Reproduce word for word the part of the passage below on the Bilibid prison testimonies from "Magalong told the" to "to wait repeatedly.".
[Begin Supplied text]
Magalong told the committee that he and his men were really angry about being kept out of the raids, renamed “Oplan Galugad” and headed by De Lima herself. He testified that he met with De Lima several times after he presented his “Cronus” plan, asking when the justice department intended to implement it and offering himself up as ground commander of the operation, only to be told to wait repeatedly.

The testimonies of Ablen and Magalong are clearly the most credible presented so far against De Lima. And taken together with the tales told by the convicts, they create a clear narrative of De Lima’s alleged involvement in the illegal activities at the national penitentiary that were allowed by corrupt government officials who received millions in bribe money over several years.

And Congress has its work cut out for it, over and certainly way above linking De Lima to the crime gangs that have made the national penitentiary a walled Las Vegas, as one convict-witness described it. Our lawmakers need to ensure that the shenanigans inside Bilibid are stamped out and never allowed to happen again, through better-crafted laws that will prevent corrupt enforcers and executives from making a mockery of the jail time served by convicted felons.
[End Supplied text]
[Begin Recorded data]
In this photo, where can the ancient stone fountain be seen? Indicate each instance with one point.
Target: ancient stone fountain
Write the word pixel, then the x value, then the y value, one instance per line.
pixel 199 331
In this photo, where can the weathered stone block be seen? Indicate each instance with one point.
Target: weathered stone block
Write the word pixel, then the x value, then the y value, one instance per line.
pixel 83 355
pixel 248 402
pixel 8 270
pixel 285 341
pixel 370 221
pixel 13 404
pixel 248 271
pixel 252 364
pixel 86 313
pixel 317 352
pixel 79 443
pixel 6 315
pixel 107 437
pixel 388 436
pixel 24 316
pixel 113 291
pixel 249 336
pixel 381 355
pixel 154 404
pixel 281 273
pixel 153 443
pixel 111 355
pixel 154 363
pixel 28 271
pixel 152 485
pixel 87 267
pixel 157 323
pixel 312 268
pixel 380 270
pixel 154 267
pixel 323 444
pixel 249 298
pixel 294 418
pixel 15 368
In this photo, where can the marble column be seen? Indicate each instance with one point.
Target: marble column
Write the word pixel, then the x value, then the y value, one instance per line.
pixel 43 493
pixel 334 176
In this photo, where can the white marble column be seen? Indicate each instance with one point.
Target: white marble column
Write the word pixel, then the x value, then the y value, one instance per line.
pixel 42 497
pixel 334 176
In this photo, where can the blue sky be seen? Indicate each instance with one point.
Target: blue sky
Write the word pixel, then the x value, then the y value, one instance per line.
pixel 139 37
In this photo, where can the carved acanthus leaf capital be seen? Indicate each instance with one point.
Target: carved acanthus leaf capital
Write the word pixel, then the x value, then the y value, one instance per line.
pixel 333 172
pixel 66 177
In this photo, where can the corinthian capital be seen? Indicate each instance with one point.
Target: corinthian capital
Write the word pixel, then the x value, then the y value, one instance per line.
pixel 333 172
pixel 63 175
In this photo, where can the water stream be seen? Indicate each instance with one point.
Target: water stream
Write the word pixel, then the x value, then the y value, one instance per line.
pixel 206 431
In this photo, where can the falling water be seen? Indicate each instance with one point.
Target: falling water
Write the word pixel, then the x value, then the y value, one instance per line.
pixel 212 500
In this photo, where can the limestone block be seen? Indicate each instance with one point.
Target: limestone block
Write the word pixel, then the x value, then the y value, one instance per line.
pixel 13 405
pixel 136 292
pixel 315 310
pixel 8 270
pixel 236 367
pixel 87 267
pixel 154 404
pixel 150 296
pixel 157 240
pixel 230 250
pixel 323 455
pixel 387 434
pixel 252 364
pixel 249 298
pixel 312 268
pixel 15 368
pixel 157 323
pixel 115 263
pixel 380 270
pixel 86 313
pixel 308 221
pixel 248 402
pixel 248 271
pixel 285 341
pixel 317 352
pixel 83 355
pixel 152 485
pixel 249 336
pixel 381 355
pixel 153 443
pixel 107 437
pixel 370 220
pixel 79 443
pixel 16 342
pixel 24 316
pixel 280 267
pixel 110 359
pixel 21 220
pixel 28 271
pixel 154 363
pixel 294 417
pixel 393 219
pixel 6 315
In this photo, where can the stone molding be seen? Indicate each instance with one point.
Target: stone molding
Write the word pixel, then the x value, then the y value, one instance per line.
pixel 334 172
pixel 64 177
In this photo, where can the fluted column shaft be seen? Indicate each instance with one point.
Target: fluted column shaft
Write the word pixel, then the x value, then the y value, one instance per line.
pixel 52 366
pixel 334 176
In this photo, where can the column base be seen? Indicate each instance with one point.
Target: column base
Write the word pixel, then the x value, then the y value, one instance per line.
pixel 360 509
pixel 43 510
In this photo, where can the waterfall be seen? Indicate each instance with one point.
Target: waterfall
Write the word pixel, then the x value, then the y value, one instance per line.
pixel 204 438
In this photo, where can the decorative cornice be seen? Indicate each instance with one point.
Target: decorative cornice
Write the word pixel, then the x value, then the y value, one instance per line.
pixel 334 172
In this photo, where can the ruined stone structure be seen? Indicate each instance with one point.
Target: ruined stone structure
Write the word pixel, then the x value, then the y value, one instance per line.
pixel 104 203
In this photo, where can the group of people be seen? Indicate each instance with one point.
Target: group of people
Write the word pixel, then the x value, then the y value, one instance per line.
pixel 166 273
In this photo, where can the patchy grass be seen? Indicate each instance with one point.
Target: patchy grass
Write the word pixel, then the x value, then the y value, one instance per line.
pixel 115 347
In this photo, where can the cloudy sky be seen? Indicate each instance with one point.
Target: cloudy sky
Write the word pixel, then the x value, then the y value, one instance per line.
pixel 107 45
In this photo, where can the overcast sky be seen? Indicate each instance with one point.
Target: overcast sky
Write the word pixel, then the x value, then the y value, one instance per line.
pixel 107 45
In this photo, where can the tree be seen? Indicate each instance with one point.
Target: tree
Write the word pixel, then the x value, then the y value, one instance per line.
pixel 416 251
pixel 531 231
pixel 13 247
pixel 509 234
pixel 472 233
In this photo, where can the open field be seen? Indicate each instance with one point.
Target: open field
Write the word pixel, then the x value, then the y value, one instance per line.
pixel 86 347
[End Recorded data]
** Answer for the task **
Magalong told the committee that he and his men were really angry about being kept out of the raids, renamed “Oplan Galugad” and headed by De Lima herself. He testified that he met with De Lima several times after he presented his “Cronus” plan, asking when the justice department intended to implement it and offering himself up as ground commander of the operation, only to be told to wait repeatedly.